WHAT THIS TASK INVOLVES: Rewrite the lines below with "instance" changed to "occurrence" everywhere it occurs, keeping everything else as it is. Leave the pictures out of your answer.

DATA SHOWN:
────────────────────

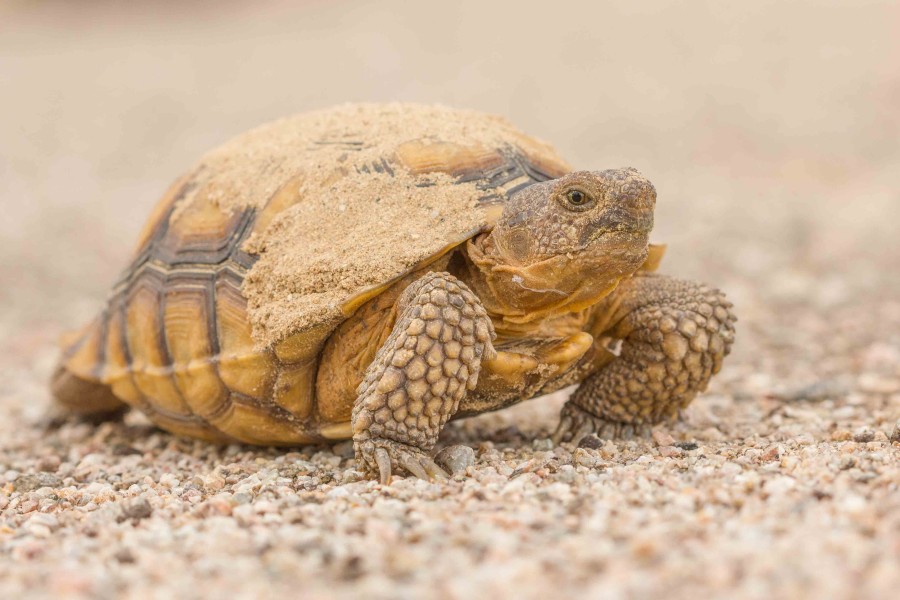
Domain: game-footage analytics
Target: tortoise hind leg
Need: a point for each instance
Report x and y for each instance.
(90, 399)
(420, 375)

────────────────────

TASK RESULT:
Domain: game-footage analytics
Target: tortoise hind leg
Need: a point for each occurrence
Report x and y for each occurrence.
(90, 399)
(420, 375)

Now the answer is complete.